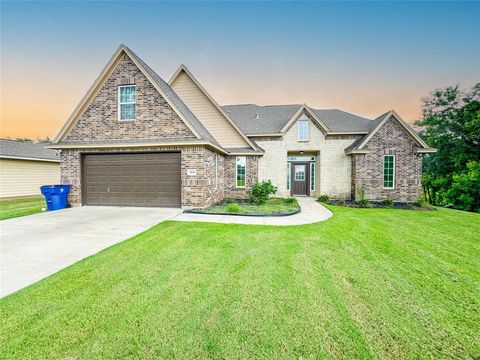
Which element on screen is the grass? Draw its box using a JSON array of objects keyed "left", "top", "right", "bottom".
[
  {"left": 193, "top": 197, "right": 300, "bottom": 215},
  {"left": 0, "top": 196, "right": 45, "bottom": 220},
  {"left": 1, "top": 206, "right": 479, "bottom": 359}
]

Task instructions: Repeat each record exactly, with the pictures left out.

Exercise output:
Which element on screen is the grass? Draw its box using a JSON array of objects keyed "left", "top", "right", "bottom".
[
  {"left": 193, "top": 197, "right": 300, "bottom": 215},
  {"left": 0, "top": 196, "right": 45, "bottom": 220},
  {"left": 1, "top": 206, "right": 479, "bottom": 359}
]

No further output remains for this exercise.